**Photo-based referring expression data:**
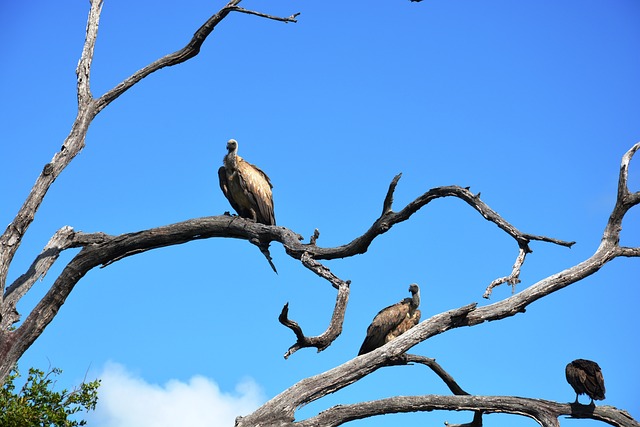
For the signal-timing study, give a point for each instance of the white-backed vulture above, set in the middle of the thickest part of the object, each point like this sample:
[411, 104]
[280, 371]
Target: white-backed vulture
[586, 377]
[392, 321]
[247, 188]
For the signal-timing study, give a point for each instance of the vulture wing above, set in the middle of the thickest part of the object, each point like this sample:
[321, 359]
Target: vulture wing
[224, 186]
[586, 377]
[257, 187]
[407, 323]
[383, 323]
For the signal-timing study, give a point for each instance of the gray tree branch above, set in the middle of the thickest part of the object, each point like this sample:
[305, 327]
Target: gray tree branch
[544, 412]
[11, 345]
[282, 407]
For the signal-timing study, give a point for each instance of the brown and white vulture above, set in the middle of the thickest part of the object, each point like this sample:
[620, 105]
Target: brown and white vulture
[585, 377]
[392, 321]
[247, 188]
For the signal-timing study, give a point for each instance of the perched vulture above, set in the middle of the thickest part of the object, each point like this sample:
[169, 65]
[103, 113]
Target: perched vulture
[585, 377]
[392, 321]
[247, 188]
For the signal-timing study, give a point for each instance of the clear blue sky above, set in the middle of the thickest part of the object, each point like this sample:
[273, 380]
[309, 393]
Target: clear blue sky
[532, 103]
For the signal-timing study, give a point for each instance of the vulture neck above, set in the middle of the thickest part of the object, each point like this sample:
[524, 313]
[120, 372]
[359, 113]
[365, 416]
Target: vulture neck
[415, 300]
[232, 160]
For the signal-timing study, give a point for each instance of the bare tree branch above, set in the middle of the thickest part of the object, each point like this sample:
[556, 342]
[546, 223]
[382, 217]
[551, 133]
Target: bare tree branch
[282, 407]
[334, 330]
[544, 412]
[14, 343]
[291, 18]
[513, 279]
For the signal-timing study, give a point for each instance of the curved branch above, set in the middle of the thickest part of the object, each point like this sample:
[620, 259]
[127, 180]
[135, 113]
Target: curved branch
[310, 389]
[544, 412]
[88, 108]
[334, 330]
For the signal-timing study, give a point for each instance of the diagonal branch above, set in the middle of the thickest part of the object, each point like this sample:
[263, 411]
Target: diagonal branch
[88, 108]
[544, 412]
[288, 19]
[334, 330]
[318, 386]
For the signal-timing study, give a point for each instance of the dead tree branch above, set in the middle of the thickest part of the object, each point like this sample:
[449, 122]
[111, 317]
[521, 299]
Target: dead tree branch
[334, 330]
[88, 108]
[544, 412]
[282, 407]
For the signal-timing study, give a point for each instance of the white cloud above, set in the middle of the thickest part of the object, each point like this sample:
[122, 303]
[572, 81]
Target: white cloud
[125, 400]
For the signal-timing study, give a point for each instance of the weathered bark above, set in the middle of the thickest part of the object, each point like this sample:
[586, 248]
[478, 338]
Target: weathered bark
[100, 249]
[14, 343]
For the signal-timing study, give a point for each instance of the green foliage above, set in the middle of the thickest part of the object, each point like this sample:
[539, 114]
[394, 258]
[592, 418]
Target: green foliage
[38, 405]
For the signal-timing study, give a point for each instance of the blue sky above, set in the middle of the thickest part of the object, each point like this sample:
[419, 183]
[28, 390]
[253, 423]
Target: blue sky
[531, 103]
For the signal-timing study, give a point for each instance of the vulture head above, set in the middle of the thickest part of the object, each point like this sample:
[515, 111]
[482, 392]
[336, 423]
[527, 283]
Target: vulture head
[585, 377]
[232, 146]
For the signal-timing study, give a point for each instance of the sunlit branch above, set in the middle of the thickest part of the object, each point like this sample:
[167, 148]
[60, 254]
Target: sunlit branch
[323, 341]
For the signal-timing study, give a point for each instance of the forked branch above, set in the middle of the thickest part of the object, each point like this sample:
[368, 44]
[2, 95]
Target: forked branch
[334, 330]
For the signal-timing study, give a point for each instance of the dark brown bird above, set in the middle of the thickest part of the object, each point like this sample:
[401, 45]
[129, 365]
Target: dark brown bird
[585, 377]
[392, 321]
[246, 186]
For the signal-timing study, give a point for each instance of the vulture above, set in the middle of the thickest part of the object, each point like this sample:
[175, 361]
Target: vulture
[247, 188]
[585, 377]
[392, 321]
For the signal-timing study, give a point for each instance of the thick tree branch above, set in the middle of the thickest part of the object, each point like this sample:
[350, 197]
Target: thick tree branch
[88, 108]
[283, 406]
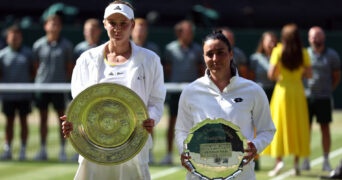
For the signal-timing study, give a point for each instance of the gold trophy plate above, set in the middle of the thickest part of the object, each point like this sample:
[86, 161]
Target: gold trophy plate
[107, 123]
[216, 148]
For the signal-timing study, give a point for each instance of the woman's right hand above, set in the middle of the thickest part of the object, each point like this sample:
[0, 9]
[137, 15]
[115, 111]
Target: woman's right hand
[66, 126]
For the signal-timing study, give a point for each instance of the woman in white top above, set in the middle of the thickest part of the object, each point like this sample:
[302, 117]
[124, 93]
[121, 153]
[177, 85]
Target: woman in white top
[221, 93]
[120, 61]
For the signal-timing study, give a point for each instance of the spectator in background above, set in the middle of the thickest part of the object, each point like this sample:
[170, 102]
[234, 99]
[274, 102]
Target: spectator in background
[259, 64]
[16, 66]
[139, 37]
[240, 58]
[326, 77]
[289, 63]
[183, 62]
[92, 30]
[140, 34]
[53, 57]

**Exercise details:**
Using the records above, output an exact copy without any pictures.

**Response for this exercise:**
For the signal-timing study, give a point for each instance of the white-backed vulture above, set in the middle of the thickest part of the object, each point like this sample:
[411, 104]
[280, 371]
Target: white-backed vulture
[586, 377]
[392, 321]
[247, 188]
For the signal-timing study, give a point for each instance of the vulture wing above, set in the middle of the thickest part of the object, each point like this sample:
[321, 359]
Target: vulture wing
[224, 186]
[586, 377]
[257, 187]
[407, 323]
[383, 323]
For the signal-timing study, give a point for each instance of the gray tree branch above, set in the middle of the thickest part of the object, each point like this sample:
[305, 327]
Target: gray tree branch
[544, 412]
[11, 345]
[282, 407]
For the signal-timing study, give a point for each instance of the brown and white vulture above, set in the middle of the thickest part of the object, each point like this sample:
[620, 105]
Target: brown and white vulture
[585, 377]
[392, 321]
[247, 188]
For the signal-timing study, give a point for each instance of the perched vulture above, set in the middle of the thickest part of the object, each point like this sample:
[169, 65]
[103, 113]
Target: perched vulture
[585, 377]
[392, 321]
[247, 188]
For the signal-timing study, give a point for each instance of the clear blue sky above, set in the middle of the thickest part of the object, each point like this sample:
[273, 380]
[309, 393]
Target: clear blue sky
[532, 103]
For the signal-timing study, give a point for each instance of the vulture neck above, set in the middle of the thickest part of the object, each point like this sample:
[524, 313]
[120, 372]
[359, 113]
[365, 416]
Target: vulture neck
[415, 300]
[232, 160]
For the signal-timing study, give a point for each instance of the bare tree branch above, set in the middle of the thickest part of the object, each point like this sample:
[556, 342]
[546, 223]
[382, 217]
[551, 133]
Target: bare tree branch
[282, 407]
[334, 330]
[544, 412]
[14, 343]
[291, 18]
[513, 279]
For the signal-timing study, give a point for each instance of the curved branch above, set in the middle of the thickest part of the object, each point like this sample:
[620, 259]
[127, 180]
[135, 113]
Target: curved branch
[310, 389]
[544, 412]
[88, 108]
[334, 330]
For the signal-timing study, give a point for each instance of the diagonal branch above, set in the middle of the thickest part of the object, each point like this sample:
[263, 411]
Target: diagonal branch
[88, 108]
[544, 412]
[288, 19]
[334, 330]
[318, 386]
For the signal-timing study, give a point for each instance of the dead tree branch above, set in the middle of the thickest part of the object, each point like this sample:
[449, 122]
[111, 317]
[521, 299]
Target: dead tree branch
[334, 330]
[88, 108]
[544, 412]
[282, 407]
For the signal-timing study, give a point for each instance of the white cloud above, set in the middle of the thickest part of the object, each point like this sample:
[122, 303]
[572, 81]
Target: white cloud
[125, 400]
For the signal-timing study, give a point for each instance of the weathered bark above, set in the middle of the thickest part of the object, each point like this sample:
[586, 248]
[478, 338]
Target: weathered bark
[100, 249]
[14, 343]
For the signal-timing study, give a point for each instance of the green foliage above, set in the middle of the thickest part of the object, each point like this sample:
[539, 114]
[394, 258]
[592, 418]
Target: green foliage
[38, 405]
For the signal-timing study, give a point for each instance of the blue sky above, set in the middle of the thickest part of the object, each point like this sample:
[419, 183]
[28, 390]
[253, 423]
Target: blue sky
[531, 103]
For the signal-timing study, give a point for each instance of the vulture head above, set in the middle of the thickest part of the object, each point like this sample:
[515, 111]
[482, 392]
[336, 423]
[527, 283]
Target: vulture head
[585, 377]
[232, 146]
For the signal-timing study, give a point for each instance of the sunlit branch above, set in the middle of the thickest part of the object, each point like this sample:
[167, 148]
[60, 254]
Target: sunlit branch
[323, 341]
For the signal-timing study, give a point for each instance of the forked branch above, set in the middle of the thickest part of the object, each point like this sample:
[368, 44]
[2, 95]
Target: forked branch
[334, 330]
For the signal-timing study, give a point for each instance of the dark brown bird above, set in the middle of the thickest part of the object, each point like this sample:
[401, 45]
[129, 365]
Target: dark brown bird
[585, 377]
[392, 321]
[246, 186]
For the signal-timing study, give a point for each instance of the vulture above, set in the middle of the thickest part of the object, each point like this sample:
[175, 361]
Target: vulture
[247, 188]
[585, 377]
[392, 321]
For the signal-timing study, give a point for each instance of the thick tree branch above, set in the middle of the thickest part of the object, each point like this sample:
[350, 197]
Target: thick tree branch
[88, 108]
[283, 406]
For the signal-timing study, give a point for each instance of the gold trophy plate above, set in the middle of the thickest part of the object, each point like this sample:
[86, 161]
Target: gold trophy plate
[107, 123]
[216, 148]
For the signal-timing study, give a point for each instance of the woman's right hand above, set in the middle of the thickest part of the object, each point like this sample:
[0, 9]
[137, 15]
[115, 111]
Target: woman's right hand
[66, 126]
For the signal-timing study, give a point for each instance of the woman in white top above, set in the middle of the thickest part of the object, each point like this sample:
[302, 117]
[124, 93]
[121, 153]
[177, 85]
Target: woman in white top
[221, 93]
[120, 61]
For the signal-timing study, give a point for each instance of the spectator in background above, set in the middle of the thickest part of the object, each point like this sample:
[170, 102]
[234, 99]
[274, 102]
Target: spectator in background
[259, 64]
[16, 66]
[139, 37]
[240, 58]
[326, 77]
[289, 63]
[183, 62]
[92, 30]
[140, 34]
[53, 57]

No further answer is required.